----- Given data

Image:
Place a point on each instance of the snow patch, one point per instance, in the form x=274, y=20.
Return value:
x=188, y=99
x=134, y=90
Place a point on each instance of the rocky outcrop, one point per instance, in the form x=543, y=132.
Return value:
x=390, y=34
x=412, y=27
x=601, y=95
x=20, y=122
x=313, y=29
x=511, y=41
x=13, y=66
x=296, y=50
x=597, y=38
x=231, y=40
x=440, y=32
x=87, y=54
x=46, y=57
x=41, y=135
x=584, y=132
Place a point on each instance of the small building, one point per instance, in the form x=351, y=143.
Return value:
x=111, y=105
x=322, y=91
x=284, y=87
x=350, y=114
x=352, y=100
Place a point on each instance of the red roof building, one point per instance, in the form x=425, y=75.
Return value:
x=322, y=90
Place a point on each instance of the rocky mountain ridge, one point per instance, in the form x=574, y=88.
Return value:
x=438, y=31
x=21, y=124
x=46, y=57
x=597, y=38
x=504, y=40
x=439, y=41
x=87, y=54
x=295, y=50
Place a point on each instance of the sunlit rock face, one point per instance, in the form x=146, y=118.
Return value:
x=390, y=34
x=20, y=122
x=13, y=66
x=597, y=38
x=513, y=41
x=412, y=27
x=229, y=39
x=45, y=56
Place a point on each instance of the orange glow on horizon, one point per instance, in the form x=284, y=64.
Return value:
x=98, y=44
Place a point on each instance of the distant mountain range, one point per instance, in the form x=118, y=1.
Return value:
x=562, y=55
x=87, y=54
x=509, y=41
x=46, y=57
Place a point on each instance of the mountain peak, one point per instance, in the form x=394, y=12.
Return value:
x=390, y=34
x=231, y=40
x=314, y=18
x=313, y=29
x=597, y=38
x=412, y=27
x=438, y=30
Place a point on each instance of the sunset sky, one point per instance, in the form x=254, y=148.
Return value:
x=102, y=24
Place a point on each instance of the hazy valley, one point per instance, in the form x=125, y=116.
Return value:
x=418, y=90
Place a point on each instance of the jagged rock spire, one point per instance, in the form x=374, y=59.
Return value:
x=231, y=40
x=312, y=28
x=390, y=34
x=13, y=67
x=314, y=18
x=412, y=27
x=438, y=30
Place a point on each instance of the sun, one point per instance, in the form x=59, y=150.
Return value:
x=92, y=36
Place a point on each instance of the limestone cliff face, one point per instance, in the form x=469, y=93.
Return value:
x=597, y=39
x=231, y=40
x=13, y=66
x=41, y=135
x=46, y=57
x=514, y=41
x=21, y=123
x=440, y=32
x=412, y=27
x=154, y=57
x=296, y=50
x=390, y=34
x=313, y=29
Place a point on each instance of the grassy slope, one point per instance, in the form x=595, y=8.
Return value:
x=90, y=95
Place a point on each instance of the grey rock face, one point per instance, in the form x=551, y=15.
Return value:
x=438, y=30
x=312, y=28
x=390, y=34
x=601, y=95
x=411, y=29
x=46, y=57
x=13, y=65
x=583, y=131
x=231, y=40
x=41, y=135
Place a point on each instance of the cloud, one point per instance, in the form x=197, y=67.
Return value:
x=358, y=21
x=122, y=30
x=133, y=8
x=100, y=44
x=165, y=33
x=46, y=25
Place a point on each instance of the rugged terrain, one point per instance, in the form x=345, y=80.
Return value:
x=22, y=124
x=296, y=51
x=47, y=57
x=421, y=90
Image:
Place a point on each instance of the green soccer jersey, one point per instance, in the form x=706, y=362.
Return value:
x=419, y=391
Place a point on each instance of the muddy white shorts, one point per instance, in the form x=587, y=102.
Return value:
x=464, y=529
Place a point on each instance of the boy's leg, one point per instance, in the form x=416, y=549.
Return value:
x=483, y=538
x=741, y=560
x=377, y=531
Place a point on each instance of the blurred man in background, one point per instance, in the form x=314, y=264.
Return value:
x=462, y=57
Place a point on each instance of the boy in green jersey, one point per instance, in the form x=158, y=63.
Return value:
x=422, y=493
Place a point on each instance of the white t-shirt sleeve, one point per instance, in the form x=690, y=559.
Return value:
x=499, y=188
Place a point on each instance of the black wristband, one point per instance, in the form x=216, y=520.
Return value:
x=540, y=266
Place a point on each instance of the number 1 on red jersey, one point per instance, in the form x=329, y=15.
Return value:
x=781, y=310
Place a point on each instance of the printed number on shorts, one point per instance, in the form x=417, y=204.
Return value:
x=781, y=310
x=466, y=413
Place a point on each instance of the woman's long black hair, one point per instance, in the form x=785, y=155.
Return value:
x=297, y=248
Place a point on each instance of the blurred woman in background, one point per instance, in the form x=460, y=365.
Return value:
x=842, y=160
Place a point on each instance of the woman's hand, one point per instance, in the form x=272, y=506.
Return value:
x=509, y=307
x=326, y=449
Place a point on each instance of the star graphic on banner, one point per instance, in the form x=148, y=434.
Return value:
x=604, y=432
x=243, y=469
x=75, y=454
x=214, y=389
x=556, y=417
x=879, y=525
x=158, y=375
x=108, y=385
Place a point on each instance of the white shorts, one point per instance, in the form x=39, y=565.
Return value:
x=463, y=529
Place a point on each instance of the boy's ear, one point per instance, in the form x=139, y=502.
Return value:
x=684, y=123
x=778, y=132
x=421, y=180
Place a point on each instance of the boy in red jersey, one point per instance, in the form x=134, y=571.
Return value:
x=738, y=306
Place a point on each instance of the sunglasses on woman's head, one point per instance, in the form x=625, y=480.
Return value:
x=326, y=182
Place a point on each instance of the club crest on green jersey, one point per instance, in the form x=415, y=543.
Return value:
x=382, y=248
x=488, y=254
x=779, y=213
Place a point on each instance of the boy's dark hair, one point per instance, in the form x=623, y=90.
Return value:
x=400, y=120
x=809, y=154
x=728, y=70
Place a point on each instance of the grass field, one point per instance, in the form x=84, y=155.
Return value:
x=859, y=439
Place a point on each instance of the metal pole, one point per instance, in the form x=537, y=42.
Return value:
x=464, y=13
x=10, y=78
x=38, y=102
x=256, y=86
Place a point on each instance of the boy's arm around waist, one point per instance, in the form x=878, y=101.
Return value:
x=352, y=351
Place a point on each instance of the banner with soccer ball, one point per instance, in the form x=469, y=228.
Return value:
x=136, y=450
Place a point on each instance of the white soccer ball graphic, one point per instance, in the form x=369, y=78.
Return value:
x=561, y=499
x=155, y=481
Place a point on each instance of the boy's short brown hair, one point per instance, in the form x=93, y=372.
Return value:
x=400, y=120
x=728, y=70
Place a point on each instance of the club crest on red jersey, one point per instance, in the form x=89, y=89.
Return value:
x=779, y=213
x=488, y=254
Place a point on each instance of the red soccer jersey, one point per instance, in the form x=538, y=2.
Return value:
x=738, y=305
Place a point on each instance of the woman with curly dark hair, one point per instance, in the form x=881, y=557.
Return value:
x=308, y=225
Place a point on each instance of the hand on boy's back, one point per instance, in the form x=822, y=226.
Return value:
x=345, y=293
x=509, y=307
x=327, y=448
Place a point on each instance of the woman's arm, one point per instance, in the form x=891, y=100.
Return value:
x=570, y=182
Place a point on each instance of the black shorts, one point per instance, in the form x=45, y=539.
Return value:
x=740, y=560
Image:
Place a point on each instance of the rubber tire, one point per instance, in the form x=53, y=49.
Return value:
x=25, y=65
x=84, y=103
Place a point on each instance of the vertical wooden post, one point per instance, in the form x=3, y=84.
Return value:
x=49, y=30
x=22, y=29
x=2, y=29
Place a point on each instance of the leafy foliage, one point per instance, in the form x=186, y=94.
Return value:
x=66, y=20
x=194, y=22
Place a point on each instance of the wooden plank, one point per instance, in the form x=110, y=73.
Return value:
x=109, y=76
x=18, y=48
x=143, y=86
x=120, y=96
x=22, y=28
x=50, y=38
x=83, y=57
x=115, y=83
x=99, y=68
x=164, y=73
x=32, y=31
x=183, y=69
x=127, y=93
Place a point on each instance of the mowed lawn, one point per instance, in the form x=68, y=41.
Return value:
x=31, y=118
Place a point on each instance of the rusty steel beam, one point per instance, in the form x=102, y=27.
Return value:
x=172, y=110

----------

_Task to complete_
Return exactly the lines from the one containing "Place a point on each instance of the black shorts, one" through the last line of the records above, both included, and nothing else.

_Exercise answer_
Place a point on each instance of the black shorts, one point per instance, in the form x=45, y=539.
Return value:
x=740, y=560
Image:
Place a point on each instance of the rubber tire, one point per instance, in the form x=53, y=49.
Return value:
x=25, y=65
x=84, y=103
Place a point on each instance of the vertical wooden post, one point per instance, in the form x=3, y=84.
Return value:
x=49, y=30
x=22, y=29
x=2, y=29
Place a point on each instance of the leafy foliage, one point per instance, in the form x=186, y=94.
Return value:
x=66, y=20
x=194, y=22
Place a point on each instance of the wooden plank, one point per instance, in the form x=110, y=73.
Return value:
x=109, y=76
x=18, y=48
x=143, y=86
x=120, y=96
x=22, y=28
x=50, y=38
x=83, y=57
x=115, y=83
x=99, y=68
x=164, y=73
x=32, y=31
x=183, y=69
x=127, y=93
Place a point on each instance of the mowed lawn, one point per instance, in the form x=68, y=41.
Return value:
x=31, y=118
Place a point on each instance of the rusty steel beam, one point per instance, in the form x=102, y=27.
Return value:
x=172, y=110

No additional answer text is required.